## WHAT YOU ARE ASKED TO DO
Print every one of the records below without changing a character, and leave the pictures out.
○ ○ ○ ○
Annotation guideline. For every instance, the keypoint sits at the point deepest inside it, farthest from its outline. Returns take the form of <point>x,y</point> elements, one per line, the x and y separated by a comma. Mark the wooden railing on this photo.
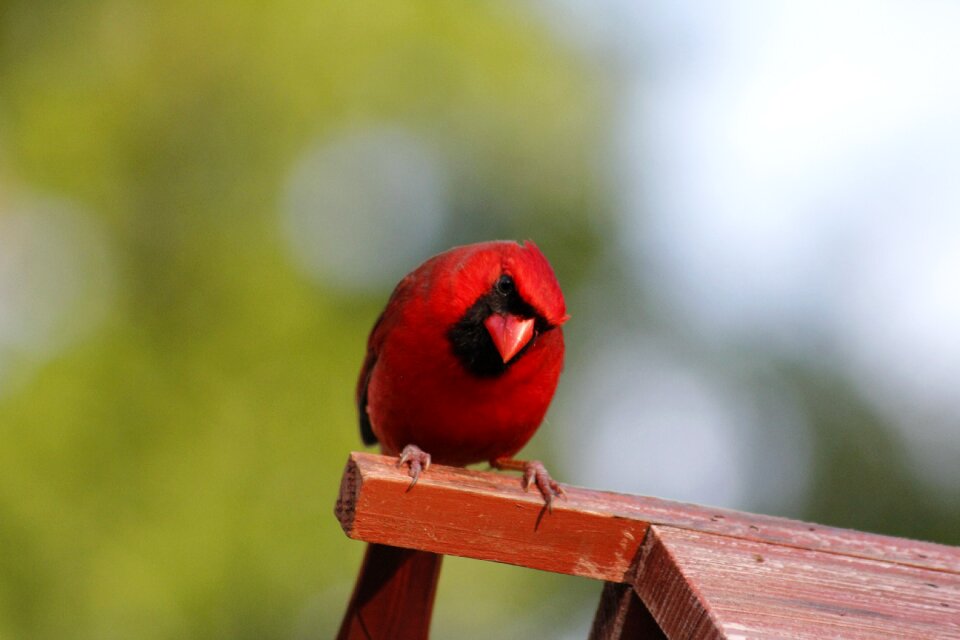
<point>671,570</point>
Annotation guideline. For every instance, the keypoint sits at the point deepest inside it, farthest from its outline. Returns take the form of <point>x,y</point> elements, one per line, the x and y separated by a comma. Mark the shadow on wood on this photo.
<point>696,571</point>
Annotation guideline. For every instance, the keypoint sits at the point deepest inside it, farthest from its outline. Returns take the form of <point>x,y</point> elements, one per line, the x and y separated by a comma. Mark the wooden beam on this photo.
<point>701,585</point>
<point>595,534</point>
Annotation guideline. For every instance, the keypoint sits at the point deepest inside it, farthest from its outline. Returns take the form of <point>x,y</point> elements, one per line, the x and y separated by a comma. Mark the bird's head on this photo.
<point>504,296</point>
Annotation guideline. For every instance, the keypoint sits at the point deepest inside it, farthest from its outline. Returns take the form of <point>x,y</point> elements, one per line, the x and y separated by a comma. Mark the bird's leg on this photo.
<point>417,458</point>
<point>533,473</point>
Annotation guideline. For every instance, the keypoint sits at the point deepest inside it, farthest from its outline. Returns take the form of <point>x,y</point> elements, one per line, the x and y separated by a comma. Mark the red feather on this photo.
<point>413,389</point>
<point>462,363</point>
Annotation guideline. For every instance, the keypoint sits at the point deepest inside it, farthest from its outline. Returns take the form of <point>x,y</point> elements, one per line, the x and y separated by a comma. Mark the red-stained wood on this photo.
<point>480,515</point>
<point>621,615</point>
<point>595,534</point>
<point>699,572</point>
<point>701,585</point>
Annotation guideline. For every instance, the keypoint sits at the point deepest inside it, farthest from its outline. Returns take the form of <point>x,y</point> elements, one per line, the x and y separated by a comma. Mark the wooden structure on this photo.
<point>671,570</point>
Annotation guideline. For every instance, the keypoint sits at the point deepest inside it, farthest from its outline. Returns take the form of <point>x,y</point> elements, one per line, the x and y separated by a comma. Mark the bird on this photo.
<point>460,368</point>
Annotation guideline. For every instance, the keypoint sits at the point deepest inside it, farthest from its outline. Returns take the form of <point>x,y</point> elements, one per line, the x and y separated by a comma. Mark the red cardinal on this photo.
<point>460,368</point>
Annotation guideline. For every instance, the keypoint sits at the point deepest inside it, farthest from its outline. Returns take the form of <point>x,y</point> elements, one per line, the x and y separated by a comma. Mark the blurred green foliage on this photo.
○ ○ ○ ○
## THE OUTPUT
Annotation guideline. For every instance, the keypoint sits at the point deepest inside it, farthest from its outline. Returns take the form of <point>x,y</point> elements, one per line, the x and y separated by a comma. Mark the wooden railing on this photo.
<point>671,570</point>
Annotation guideline. For every instance, the keypoint sits at the point deepest inside it, farthest from its outline. Returns take the form of <point>x,y</point> elements, one per line, the x and y separated by a comma. Mark the shadow on wood on this photo.
<point>696,571</point>
Annotation guideline. For every instance, the keypoint sits at the point deepest inside it, farthest from its outline. Returns take the form of <point>x,y</point> elements, one per line, the x and y separated by a comma. Mark the wooden beam on this photo.
<point>701,585</point>
<point>595,534</point>
Annotation guideline. For every instance, the keypoint sits at the point deepest inside it, farthest from its outline. Returns take the form of <point>x,y</point> elements, one per line, the x and y separated by a comma. Mark the bird's head on this photo.
<point>504,296</point>
Annotation guideline. For every instance, the keypoint sits at the point deepest inside it, farthest from its outline. Returns take the form of <point>x,y</point> elements, one per line, the x and y separated by a comma. Mark the bird's leg on this photo.
<point>417,458</point>
<point>533,473</point>
Annotation guideline. For every instance, the keypoint sits at the point deepest inside it, farthest from its outline. Returns take the form of <point>x,y</point> elements, one per line, the x and y separated by a comma. Mark the red feather on this photo.
<point>413,389</point>
<point>462,363</point>
Annotation guideline. For every instance, the keypoint sits at the point deepest inside it, farthest from its outline. Returns take the form of <point>x,y</point> elements, one per line, the x and y separated by a comma. Mark the red-stained wood on this photo.
<point>480,515</point>
<point>621,615</point>
<point>595,534</point>
<point>699,572</point>
<point>701,585</point>
Annotation guideline. For every instance, the keypoint sits at the point deepest inside it, farthest from its outline. Returns take the form of <point>x,y</point> elements, one per line, the x and y separated by a comma. Mark the wooden structure on this photo.
<point>671,570</point>
Annotation guideline. For every instance, the keypoint sits at the point deepest inside it, farthest from its outline. Returns take the form of <point>x,y</point> elements, one per line, the x and y separated by a comma. Mark the bird on this photo.
<point>460,368</point>
Annotation guideline. For every instance, the keypoint sits at the point deepest inside it, farthest from its outline. Returns take the form of <point>x,y</point> elements, one per line, the x and y separated by a comma. Mark the red cardinal on this photo.
<point>460,368</point>
Annotation guideline. For every instance, the keypoint sits at the point deepest inside it, farthest from its outline. Returns take the form of <point>x,y</point> elements, one per line, the x and y separated by a comma. Mark the blurred green foliage on this photo.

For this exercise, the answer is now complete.